Page text:
-=-=-
# 07 595 vs 08 595



## davey d (Jul 22, 2007)

Hi there
Does anyone know if the 08 version of the 595 ultra is different to the 07 version, I ask because there are some great deals on the 07 version and I know the new 08 dosen't come in all white which is what I want anyway, but want to make sure theres no great difference other than paint job. 

Cheers


----------



## bedazzle410 (Sep 26, 2005)

I for what it is worth understand other than color they are the same. I just purchased from bikesale.com a new 07 team 595. I was told by them and Look that they are the same. They are a authorized Look dealer.


----------



## chas (Aug 10, 2006)

davey d said:


> Hi there
> Does anyone know if the 08 version of the 595 ultra is different to the 07 version, I ask because there are some great deals on the 07 version and I know the new 08 dosen't come in all white which is what I want anyway, but want to make sure theres no great difference other than paint job.
> 
> Cheers



Hi Davey,

There is no structural difference between the 2007 and 2008 595's. However, the 2007 595 Ultras were only available in the black UD carbon finish, while the 2008's will be available in both black, and the 2008 pro team paint scheme.

Best,
*[email protected]*


----------



## bedazzle410 (Sep 26, 2005)

I would just like to reiterate that one of the reasons I just purchased a new 595 to supplement my 585 which I at this juncture plan on keeping is the termendous customer support that I witnessed on this chat room from Look through Chas and others from Look. When I called Look about a rear derailer issue (apparently Shimano must of sent Look a 7008GS instead of a 7800SS) they told me that they would do what ever it took to make me happy. My dealer was just as helpfull in that they overnighted me a replacement. The 595 in white is a neck turner and more important a great frame for its riding characteristics.
Bob


----------



## HammerTime-TheOriginal (Mar 29, 2006)

chas said:


> There is no structural difference between the 2007 and 2008 595's.


If I understand correctly, the HSC5 fork used for the 585 and 585 Ultra has increased in weight by 15g for 2008 in order to meet the new standard EN14781 safety requirements. Is there a comparable change to the HSC6 for the 595/595 Ultra, or perhaps did that already meet the standard due to its already beefier design?


----------



## ilan_a (Aug 13, 2005)

*E-Post*

From what I read there is achange in the E-Post, did someone know about that?

Ilan


----------



## awiner (Aug 28, 2007)

ilan_a said:


> From what I read there is achange in the E-Post, did someone know about that?
> 
> Ilan



The E-Post for 2008, which I believe will also work with a 2007 model, uses removable elastomer's. The elastomer's comes in 3 different hardnesses now so you can customize the shock absorption.


----------
-=-=-
Data supplied:
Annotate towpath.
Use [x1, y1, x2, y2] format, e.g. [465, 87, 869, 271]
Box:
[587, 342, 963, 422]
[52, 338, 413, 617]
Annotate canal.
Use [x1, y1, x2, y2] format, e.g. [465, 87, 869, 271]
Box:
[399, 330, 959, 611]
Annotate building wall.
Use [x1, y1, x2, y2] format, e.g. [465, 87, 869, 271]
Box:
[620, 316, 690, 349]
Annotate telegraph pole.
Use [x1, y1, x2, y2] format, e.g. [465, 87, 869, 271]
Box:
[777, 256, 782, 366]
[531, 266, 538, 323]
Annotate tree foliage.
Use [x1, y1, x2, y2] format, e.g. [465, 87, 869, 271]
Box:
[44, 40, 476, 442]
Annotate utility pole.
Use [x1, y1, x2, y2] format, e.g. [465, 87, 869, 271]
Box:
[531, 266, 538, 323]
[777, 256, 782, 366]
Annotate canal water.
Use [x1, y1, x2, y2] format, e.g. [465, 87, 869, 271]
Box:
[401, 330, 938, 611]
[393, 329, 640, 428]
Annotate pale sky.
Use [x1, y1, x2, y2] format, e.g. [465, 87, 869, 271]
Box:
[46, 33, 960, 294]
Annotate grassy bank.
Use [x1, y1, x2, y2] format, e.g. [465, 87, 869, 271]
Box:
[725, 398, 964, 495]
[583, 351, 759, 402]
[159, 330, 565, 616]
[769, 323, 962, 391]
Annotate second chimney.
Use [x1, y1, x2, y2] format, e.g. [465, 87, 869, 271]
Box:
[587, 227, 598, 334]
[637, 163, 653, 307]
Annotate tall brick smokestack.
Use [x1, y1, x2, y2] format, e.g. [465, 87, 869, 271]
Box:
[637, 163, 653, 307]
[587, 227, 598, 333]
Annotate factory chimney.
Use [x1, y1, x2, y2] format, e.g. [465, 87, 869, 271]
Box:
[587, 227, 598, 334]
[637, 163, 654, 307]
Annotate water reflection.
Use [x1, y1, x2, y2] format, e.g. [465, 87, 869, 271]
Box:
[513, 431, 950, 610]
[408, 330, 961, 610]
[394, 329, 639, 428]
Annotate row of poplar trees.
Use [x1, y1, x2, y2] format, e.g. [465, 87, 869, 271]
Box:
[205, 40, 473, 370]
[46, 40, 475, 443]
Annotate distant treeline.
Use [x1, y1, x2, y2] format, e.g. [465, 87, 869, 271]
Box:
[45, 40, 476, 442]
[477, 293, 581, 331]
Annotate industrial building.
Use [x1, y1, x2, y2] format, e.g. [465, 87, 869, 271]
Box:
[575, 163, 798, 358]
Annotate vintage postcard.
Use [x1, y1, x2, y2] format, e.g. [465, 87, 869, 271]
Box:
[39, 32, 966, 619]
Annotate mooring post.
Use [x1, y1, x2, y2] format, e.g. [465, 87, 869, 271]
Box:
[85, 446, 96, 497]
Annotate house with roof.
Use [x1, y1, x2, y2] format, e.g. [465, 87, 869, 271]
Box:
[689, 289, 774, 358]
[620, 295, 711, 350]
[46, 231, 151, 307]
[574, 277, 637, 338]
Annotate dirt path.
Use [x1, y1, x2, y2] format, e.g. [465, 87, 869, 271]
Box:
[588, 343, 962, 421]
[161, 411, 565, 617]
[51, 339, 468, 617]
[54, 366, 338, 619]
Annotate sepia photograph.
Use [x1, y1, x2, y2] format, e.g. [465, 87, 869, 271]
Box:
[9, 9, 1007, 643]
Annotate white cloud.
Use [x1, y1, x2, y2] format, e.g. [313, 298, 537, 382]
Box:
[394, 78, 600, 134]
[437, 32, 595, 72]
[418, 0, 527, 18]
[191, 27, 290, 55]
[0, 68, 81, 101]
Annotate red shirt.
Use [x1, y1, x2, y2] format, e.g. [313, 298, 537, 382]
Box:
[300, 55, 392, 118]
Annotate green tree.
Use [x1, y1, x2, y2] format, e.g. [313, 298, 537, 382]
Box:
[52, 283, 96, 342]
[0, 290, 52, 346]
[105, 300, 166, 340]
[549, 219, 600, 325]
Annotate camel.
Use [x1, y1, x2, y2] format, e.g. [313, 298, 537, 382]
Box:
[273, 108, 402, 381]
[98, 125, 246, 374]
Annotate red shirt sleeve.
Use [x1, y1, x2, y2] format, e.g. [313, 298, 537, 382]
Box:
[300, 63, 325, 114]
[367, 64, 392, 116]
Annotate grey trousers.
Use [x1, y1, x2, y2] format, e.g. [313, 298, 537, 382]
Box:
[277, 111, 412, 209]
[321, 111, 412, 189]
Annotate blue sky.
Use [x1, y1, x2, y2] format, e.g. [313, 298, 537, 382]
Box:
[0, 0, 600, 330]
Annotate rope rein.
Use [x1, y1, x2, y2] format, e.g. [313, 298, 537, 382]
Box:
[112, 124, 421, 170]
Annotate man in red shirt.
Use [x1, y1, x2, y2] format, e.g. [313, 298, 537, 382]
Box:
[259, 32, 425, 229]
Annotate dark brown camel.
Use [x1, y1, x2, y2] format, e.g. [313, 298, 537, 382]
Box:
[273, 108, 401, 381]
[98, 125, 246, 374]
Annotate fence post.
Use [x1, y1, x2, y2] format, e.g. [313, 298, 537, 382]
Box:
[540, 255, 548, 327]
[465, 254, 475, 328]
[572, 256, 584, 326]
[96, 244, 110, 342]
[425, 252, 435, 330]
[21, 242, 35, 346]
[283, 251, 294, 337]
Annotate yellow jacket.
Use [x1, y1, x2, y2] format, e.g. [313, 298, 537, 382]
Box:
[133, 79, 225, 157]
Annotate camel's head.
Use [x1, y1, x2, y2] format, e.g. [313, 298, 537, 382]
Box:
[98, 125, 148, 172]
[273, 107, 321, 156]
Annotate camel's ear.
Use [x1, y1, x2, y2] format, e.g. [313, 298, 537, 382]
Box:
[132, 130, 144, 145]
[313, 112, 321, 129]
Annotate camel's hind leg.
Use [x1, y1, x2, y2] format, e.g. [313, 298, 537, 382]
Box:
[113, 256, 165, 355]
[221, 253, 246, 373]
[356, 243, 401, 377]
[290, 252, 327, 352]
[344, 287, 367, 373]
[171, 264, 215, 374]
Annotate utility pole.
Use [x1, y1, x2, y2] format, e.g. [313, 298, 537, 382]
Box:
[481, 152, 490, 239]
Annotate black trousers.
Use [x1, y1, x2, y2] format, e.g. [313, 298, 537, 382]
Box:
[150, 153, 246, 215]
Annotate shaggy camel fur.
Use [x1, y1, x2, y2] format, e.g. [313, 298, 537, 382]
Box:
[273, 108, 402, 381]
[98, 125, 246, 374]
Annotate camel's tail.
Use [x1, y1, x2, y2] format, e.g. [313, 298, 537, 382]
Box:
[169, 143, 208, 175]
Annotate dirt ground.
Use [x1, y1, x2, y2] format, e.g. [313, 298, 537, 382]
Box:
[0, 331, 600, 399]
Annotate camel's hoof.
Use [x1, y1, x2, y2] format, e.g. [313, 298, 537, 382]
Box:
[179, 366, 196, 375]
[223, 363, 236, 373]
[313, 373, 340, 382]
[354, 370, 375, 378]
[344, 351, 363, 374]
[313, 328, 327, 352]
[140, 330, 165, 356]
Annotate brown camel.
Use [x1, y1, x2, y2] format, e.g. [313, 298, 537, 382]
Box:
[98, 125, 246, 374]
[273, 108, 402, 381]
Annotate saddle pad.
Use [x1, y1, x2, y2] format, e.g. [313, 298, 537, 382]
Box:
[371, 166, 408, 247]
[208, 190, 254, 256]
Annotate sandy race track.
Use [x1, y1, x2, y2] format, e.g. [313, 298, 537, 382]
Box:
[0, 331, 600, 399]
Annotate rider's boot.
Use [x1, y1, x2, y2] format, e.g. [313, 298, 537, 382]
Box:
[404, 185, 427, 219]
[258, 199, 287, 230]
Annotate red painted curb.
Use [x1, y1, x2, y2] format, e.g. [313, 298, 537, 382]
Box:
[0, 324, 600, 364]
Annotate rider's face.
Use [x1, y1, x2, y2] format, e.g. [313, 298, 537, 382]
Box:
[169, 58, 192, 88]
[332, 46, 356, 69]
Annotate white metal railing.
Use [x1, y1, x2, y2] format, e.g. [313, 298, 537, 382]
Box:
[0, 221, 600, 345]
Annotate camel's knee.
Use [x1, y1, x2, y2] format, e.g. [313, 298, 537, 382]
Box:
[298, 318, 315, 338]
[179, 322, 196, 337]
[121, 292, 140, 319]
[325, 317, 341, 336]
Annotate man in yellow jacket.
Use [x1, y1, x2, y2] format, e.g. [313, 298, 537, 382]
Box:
-=-=-
Set task: In the forum thread comparing the 07 and 08 595, which usernames head the posts? List each one once.

Task output:
davey d
bedazzle410
chas
HammerTime-TheOriginal
ilan_a
awiner